[START OF Data section]
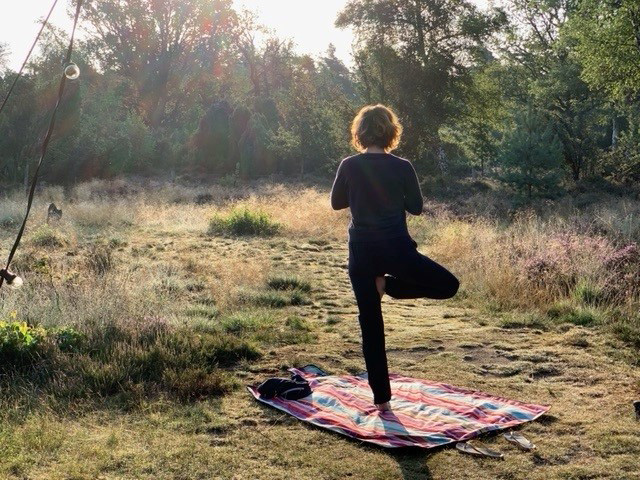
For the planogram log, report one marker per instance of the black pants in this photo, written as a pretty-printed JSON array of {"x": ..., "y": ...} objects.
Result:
[{"x": 408, "y": 274}]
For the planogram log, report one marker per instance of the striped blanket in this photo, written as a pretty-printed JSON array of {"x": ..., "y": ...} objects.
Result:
[{"x": 424, "y": 414}]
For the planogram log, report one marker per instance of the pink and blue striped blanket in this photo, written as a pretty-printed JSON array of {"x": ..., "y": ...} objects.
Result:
[{"x": 424, "y": 414}]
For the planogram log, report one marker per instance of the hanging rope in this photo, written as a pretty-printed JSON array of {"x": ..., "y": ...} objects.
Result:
[
  {"x": 5, "y": 274},
  {"x": 15, "y": 80}
]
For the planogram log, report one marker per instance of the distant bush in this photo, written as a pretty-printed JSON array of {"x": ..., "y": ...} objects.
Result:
[
  {"x": 122, "y": 357},
  {"x": 45, "y": 236},
  {"x": 288, "y": 283},
  {"x": 100, "y": 259},
  {"x": 19, "y": 342},
  {"x": 244, "y": 222}
]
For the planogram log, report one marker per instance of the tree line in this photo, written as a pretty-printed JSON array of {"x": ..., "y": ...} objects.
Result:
[{"x": 535, "y": 93}]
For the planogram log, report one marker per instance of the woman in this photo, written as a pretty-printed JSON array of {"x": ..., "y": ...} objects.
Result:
[{"x": 380, "y": 188}]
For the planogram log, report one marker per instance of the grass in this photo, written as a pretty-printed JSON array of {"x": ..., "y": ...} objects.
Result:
[
  {"x": 141, "y": 359},
  {"x": 46, "y": 236},
  {"x": 288, "y": 282}
]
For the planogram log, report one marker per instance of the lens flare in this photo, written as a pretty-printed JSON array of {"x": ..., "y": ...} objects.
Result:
[
  {"x": 71, "y": 71},
  {"x": 16, "y": 283}
]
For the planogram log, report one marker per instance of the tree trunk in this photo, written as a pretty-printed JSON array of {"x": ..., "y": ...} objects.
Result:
[{"x": 26, "y": 178}]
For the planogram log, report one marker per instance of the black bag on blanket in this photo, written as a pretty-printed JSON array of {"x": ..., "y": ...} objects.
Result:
[{"x": 290, "y": 389}]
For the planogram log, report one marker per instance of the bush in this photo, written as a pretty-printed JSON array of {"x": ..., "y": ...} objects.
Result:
[
  {"x": 19, "y": 342},
  {"x": 244, "y": 222},
  {"x": 121, "y": 358},
  {"x": 288, "y": 283},
  {"x": 45, "y": 236},
  {"x": 99, "y": 259}
]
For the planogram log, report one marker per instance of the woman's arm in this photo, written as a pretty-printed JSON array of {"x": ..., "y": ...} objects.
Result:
[
  {"x": 412, "y": 194},
  {"x": 340, "y": 192}
]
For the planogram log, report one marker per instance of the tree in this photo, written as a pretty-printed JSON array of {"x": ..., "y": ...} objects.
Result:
[
  {"x": 157, "y": 43},
  {"x": 531, "y": 155},
  {"x": 415, "y": 55},
  {"x": 4, "y": 54},
  {"x": 541, "y": 56},
  {"x": 212, "y": 139}
]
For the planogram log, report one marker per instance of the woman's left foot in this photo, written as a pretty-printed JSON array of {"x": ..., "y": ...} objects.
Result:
[{"x": 380, "y": 285}]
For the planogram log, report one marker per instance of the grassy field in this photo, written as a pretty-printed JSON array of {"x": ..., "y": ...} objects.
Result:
[{"x": 148, "y": 309}]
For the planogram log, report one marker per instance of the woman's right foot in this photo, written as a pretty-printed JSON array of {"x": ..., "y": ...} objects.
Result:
[{"x": 380, "y": 285}]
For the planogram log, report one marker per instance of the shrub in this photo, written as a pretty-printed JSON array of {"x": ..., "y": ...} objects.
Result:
[
  {"x": 19, "y": 342},
  {"x": 244, "y": 222},
  {"x": 45, "y": 236},
  {"x": 588, "y": 293},
  {"x": 99, "y": 259},
  {"x": 288, "y": 283}
]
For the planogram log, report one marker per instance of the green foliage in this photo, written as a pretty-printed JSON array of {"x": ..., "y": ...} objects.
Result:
[
  {"x": 243, "y": 221},
  {"x": 46, "y": 236},
  {"x": 606, "y": 36},
  {"x": 531, "y": 156},
  {"x": 19, "y": 342}
]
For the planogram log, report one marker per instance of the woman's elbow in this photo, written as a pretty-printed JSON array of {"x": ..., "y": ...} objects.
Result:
[END OF Data section]
Leave out the pictures and return every record word for word.

For the planogram log, report one marker per instance of the black pants in this photo, written as a pretty-printed JSON array of {"x": ..., "y": ...} objects.
Result:
[{"x": 408, "y": 274}]
For the planogram log, report one marker per instance of the striped blanket in this photo, written as a pretty-printed JSON array of {"x": ..., "y": ...} objects.
Result:
[{"x": 424, "y": 414}]
For the planogram log, report one marker per instance of the pink and blue striped blanket in this photo, written as a pretty-printed JSON array of {"x": ..., "y": ...} objects.
Result:
[{"x": 424, "y": 414}]
For the planogram log, report one marker per instance of the hanging rope in this photo, written as a pretty-printed JSON array of {"x": ..., "y": ...} objects.
Result:
[
  {"x": 5, "y": 274},
  {"x": 15, "y": 80}
]
For the planogram log, report one marker per instance of the distant bush in this photo, written as a pretty-printed JSON array of {"x": ..., "y": ...} objects.
Result:
[
  {"x": 122, "y": 357},
  {"x": 45, "y": 236},
  {"x": 288, "y": 283},
  {"x": 100, "y": 259},
  {"x": 19, "y": 342},
  {"x": 244, "y": 222}
]
For the planogram log, report one marker per instance of the tree line in this photo, written as a pretty-printed JSON array of {"x": ..., "y": ...} objects.
Result:
[{"x": 535, "y": 93}]
For the planogram log, report one marker per instance of the woman in this photo, written as a pretty-printed JSON array of {"x": ..., "y": ...} objects.
Result:
[{"x": 380, "y": 188}]
For the planogram log, report one marker per instance of the grass in this photo, written as a pretty-printed JSON array of {"x": ..., "y": ...} objects.
Result:
[
  {"x": 141, "y": 359},
  {"x": 46, "y": 236},
  {"x": 288, "y": 282}
]
For the planogram log, report one marker per instance of the lens flare in this photo, written as a pretty-printed JSON array of {"x": ..., "y": ...} objects.
Result:
[
  {"x": 71, "y": 71},
  {"x": 16, "y": 283}
]
For the planogram log, report one marker per instance of the tree trunk in this photo, written as a pretty-printed JSON array of {"x": ..., "y": ...} objects.
Result:
[{"x": 26, "y": 178}]
For the planogram log, report one marker per instance of the black bag on blanket in this photo, written as a pretty-printed JSON array of {"x": ..., "y": ...} objects.
Result:
[{"x": 290, "y": 389}]
For the planogram log, report one marker per instance of the bush in this photo, written as a pretty-printed JSON array of {"x": ..., "y": ...} objects.
Result:
[
  {"x": 19, "y": 342},
  {"x": 244, "y": 222},
  {"x": 121, "y": 358},
  {"x": 288, "y": 283},
  {"x": 45, "y": 236},
  {"x": 99, "y": 259}
]
For the planogram log, report one marker per instance of the woman's arm in this photo, written as a pretty-printed JSON array of {"x": ..., "y": ...} objects.
Result:
[
  {"x": 412, "y": 194},
  {"x": 340, "y": 192}
]
For the planogram log, report one marker per instance of the tree in this photo, written as a pretty-printed JSON array of {"x": ..., "y": ...} objects.
Result:
[
  {"x": 157, "y": 43},
  {"x": 531, "y": 155},
  {"x": 415, "y": 55},
  {"x": 4, "y": 54},
  {"x": 541, "y": 56},
  {"x": 212, "y": 139}
]
For the planogram log, report one marker per instance of the woman's left foot in this photo, written as a pretty-printed JSON array of {"x": ..., "y": ...} objects.
Result:
[{"x": 380, "y": 285}]
For the planogram log, report one marker per instance of the grassy field in this photo, written as a pretty-printed JSON array of {"x": ..., "y": ...} objects.
Result:
[{"x": 148, "y": 309}]
For the planogram log, report one marker per instance of the woman's right foot in this photo, written as a pretty-printed JSON array of {"x": ..., "y": ...} objects.
Result:
[{"x": 380, "y": 285}]
For the planogram log, report one marker per instance of the shrub in this photo, written as a pretty-printed JSON array of {"x": ..., "y": ...} objects.
Result:
[
  {"x": 19, "y": 342},
  {"x": 244, "y": 222},
  {"x": 45, "y": 236},
  {"x": 588, "y": 293},
  {"x": 99, "y": 259},
  {"x": 288, "y": 283}
]
For the planogram log, report one marker per instance of the green foliage in this photo, written as a pretty-printed JSON array of {"x": ..., "y": ...} objects.
Result:
[
  {"x": 243, "y": 221},
  {"x": 46, "y": 236},
  {"x": 606, "y": 36},
  {"x": 531, "y": 156},
  {"x": 19, "y": 342}
]
For the planogram log, report one marker per instance of the woman's elbow in this photo, written as a pretty-printed JSON array of {"x": ..., "y": ...} objects.
Result:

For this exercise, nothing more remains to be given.